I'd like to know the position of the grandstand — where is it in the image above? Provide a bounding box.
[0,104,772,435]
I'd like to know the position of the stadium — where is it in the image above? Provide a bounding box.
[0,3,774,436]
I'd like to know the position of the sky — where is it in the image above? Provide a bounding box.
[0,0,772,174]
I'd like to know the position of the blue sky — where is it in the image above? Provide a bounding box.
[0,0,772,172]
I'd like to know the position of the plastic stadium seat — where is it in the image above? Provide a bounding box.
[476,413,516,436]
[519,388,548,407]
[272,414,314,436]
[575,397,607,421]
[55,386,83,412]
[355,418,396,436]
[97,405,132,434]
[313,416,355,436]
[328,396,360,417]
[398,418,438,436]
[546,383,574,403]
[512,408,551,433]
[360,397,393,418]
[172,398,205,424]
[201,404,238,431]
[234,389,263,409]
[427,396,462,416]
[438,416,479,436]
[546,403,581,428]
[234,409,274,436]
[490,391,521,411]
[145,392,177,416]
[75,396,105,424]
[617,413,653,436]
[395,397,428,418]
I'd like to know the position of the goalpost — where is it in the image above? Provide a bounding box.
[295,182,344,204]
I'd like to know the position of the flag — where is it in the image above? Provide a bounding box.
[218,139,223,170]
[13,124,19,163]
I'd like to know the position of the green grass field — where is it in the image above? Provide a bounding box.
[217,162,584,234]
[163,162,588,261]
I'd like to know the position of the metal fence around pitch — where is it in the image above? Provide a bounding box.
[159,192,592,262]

DO THIS
Render every line of the listing above as a Markdown table with the columns Row and Line, numbering each row and skipping blank lines.

RESULT BELOW
| Row | Line |
|---|---|
| 1 | I'd like to know the position of the grandstand — where is it in the image above? Provide a bounding box. |
| 2 | [0,104,772,435] |
| 3 | I'd like to know the position of the stadium — where is it in the image above? Provide a bounding box. |
| 4 | [0,3,774,436] |
| 5 | I'd like to know the position of the sky — where is it in the image above? Provide a bounding box. |
| 6 | [0,0,772,174] |
| 7 | I'd like to know the position of the blue sky — where is it in the image above? Provide a bounding box. |
| 8 | [0,0,772,172] |
| 9 | I'd like to know the position of the plastic stadium seat — where is it in the image above? Provide a bounding box. |
| 10 | [476,413,516,436] |
| 11 | [519,388,548,407] |
| 12 | [272,414,314,436] |
| 13 | [575,397,607,421] |
| 14 | [55,386,83,412] |
| 15 | [355,418,396,436] |
| 16 | [97,405,132,434] |
| 17 | [313,416,355,436] |
| 18 | [328,396,360,417] |
| 19 | [398,418,438,436] |
| 20 | [546,383,574,403] |
| 21 | [512,408,551,433] |
| 22 | [360,397,393,418] |
| 23 | [172,398,205,424] |
| 24 | [201,404,238,431] |
| 25 | [234,389,263,409] |
| 26 | [427,396,462,416] |
| 27 | [438,416,479,436] |
| 28 | [546,403,581,428] |
| 29 | [234,409,274,436] |
| 30 | [490,391,521,411] |
| 31 | [145,392,177,416] |
| 32 | [75,396,105,424] |
| 33 | [617,413,653,436] |
| 34 | [395,397,428,418] |
| 35 | I'd like to know the position of the goalpost — where is it in the image above? Provide a bounding box. |
| 36 | [295,182,344,204] |
| 37 | I'd like to know the position of the flag — where is it in the image above? Provide a bounding box. |
| 38 | [218,139,223,170] |
| 39 | [13,124,19,163] |
| 40 | I'd like to know the position of the green grass field — where is it in the image above? Provide a bounding box. |
| 41 | [217,162,584,234] |
| 42 | [163,162,588,261] |
| 43 | I'd like to know the position of the metal fence around pitch — where is it in the image above? Provide a bounding box. |
| 44 | [159,192,592,262] |